Headers, babies, and bathwater

I claim that by eliminating the C/C++-style dichotomy between headers and implementation, most modern programming languages have thrown out the baby with the bathwater.

Don't throw out the baby with the bathwater! Photo credit: StubbyFingers (Flickr)

Don’t throw out the baby with the bathwater! Photo credit: StubbyFingers (Flickr)

If that sounds crazy, just hang with me for a minute.

I know my claim runs counter to popular wisdom; have a look at this thread on stackoverflow.com. Designers of languages like python and go and D and ruby and java consider it a feature that developers don’t have two redundant pictures of the same functionality. This comment from the C# 5.0 specification is typical:

“Because an assembly is a self-describing unit of functionality containing both code and metadata, there is no need for #include directives and header files in C#. The public types and members contained in a particular assembly are made available in a C# program simply by referencing that assembly when compiling the program” (p 3).

I agree.

Sort of…

Bad headers are a royal pain

It can be onerous to maintain the parallelism between a .h and a .cpp. And most C/C++ headers are managed so poorly that the benefits you might claim for them are theoretical rather than real. Three common antipatterns that I particularly detest:

1. Putting everything in one monster header.

This couples all details of the system together in a single giant hairball. It may be fine for a project with 2 or 3 classes, but for dozens or hundreds of classes, it’s a major problem, and it violates the small file rule.

2. Writing function prototypes without any parameter names, because it’s less typing:

int do_something(Foo *, bar *, char const *);

This is wrong-headed. It means that the only way you can understand how to call the implementation is to study the implementation itself, instead of just reading the header.

3. Mismanaging #includes.

When you #include  stuff that a consumer of a header doesn’t really need, just for “convenience”, what you’re really doing is artificially coupling the system (see problem #1), making your build more fragile, subverting incremental builds, and making compile time longer.

When you leave out #includes because the .cpp files already #include what they need, you are making it harder to trace dependencies. If you ever hear that header X must be #included before header Y, you’re suffering the consequences of this antipattern.

What headers could be good for

One of the insights often attributed to Guido van Rossum (inventor of python) is that code is meant to be read–by humans. This insight is enshrined in the zen of python (by Tim Peters) with the pithy statement that “Readability counts.” It reflects the same sentiment articulated by Martin Fowler, who said, “Any fool can write code that computers can understand. Good programmers write code that humans can understand.” And it echoes the observation of the venerable C.A.R. Hoare: “The readability of programs is immeasurably more important than their writeability” (Hints on Programming Language Design, 1973).

These are not dumb guys.

So let me ask: Which is easier for a human to read and understand–a 50-line header, or a 800-line implementation?

This is the the first baby that’s being thrown out with the bathwater. Think progressive disclosure: headers could dramatically simplify what a consumer of code has to wade through. If they worked right. If.

You might say that modern IDEs make this a non-issue. When you open an 800-line .java file, you get a treeview with all the methods in the class, and you can sort and filter them in any way you like.

I don’t buy it. The default views don’t hide details that are irrelevant for the consumer of the code, because they’re assuming you want to work on the implementation. That’s the file you opened, after all. You see all the private methods and members, all the nested inner classes, all the gobbledygook.

◆ INFORMATION SHOWN
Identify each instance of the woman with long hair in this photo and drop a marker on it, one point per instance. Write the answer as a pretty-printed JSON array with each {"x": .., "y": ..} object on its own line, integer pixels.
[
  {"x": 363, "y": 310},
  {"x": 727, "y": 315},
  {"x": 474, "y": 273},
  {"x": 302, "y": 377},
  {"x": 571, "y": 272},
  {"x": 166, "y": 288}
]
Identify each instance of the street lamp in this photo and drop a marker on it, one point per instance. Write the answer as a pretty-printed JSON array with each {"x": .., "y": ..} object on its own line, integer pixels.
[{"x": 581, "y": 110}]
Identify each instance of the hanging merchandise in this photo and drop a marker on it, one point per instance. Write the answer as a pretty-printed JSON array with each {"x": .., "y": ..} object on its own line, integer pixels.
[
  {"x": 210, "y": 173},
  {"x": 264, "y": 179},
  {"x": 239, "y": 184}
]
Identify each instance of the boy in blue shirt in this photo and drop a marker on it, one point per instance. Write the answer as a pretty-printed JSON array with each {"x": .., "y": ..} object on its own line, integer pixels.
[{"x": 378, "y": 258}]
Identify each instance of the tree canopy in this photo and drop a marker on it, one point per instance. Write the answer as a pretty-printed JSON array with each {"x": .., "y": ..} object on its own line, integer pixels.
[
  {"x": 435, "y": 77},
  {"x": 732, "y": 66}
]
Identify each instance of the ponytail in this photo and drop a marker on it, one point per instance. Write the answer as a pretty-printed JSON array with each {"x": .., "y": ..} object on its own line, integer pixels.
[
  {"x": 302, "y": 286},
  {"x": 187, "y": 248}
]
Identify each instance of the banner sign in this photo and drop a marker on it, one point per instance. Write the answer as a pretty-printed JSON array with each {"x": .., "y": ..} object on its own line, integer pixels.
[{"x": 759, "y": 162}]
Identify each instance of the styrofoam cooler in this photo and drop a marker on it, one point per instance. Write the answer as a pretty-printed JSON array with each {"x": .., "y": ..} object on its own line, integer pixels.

◆ TASK REQUIREMENTS
A. Answer these from the post on headers:
(i) Which language specification does the post quote, and on what page?
(ii) What is the second of the three antipatterns listed?
(iii) Who said that "The readability of programs is immeasurably more important than their writeability"?
B. Write out the part of the post on headers from "2. Writing function" up to and including "of this antipattern.".
The rows are separate material and aren't part of the post on headers.

◆ WRITTEN ANSWERS
A.
(i) The C# 5.0 specification, page 3.
(ii) Writing function prototypes without any parameter names, because it's less typing.
(iii) C.A.R. Hoare, in Hints on Programming Language Design (1973).

B.
2. Writing function prototypes without any parameter names, because it’s less typing:

int do_something(Foo *, bar *, char const *);

This is wrong-headed. It means that the only way you can understand how to call the implementation is to study the implementation itself, instead of just reading the header.

3. Mismanaging #includes.

When you #include  stuff that a consumer of a header doesn’t really need, just for “convenience”, what you’re really doing is artificially coupling the system (see problem #1), making your build more fragile, subverting incremental builds, and making compile time longer.

When you leave out #includes because the .cpp files already #include what they need, you are making it harder to trace dependencies. If you ever hear that header X must be #included before header Y, you’re suffering the consequences of this antipattern.